(Contour labeling items)
---*---

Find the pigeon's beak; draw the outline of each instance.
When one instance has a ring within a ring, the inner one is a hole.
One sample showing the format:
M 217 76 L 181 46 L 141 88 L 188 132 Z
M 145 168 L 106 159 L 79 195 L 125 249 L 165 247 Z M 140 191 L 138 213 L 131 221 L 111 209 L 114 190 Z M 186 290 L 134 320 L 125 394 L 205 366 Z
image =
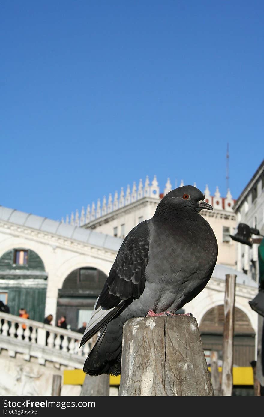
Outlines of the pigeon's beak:
M 209 204 L 208 203 L 203 201 L 202 200 L 199 201 L 199 204 L 200 210 L 211 210 L 212 211 L 214 211 L 212 206 Z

---*---

OBJECTIVE:
Rewrite every line of the items above, including their instructions. Multiply each outline coordinate in the answers by 0.4 and round to whole numbers, with halves rounded up. Leave the format sample and all other numbers as they are, and omit the pictures.

RESULT:
Find the pigeon's beak; draw the outline of each instance.
When one instance has a ring within a ring, the inner one is a hole.
One sample showing the format:
M 217 76 L 181 46 L 141 88 L 188 132 Z
M 145 168 L 106 159 L 79 195 L 125 249 L 165 247 Z M 140 191 L 138 213 L 131 221 L 111 209 L 114 190 Z M 186 290 L 134 320 L 125 394 L 205 366 Z
image =
Outlines of the pigeon's beak:
M 84 82 L 83 81 L 81 80 L 81 80 L 80 80 L 80 82 L 80 84 L 84 84 L 85 84 L 86 84 L 85 82 Z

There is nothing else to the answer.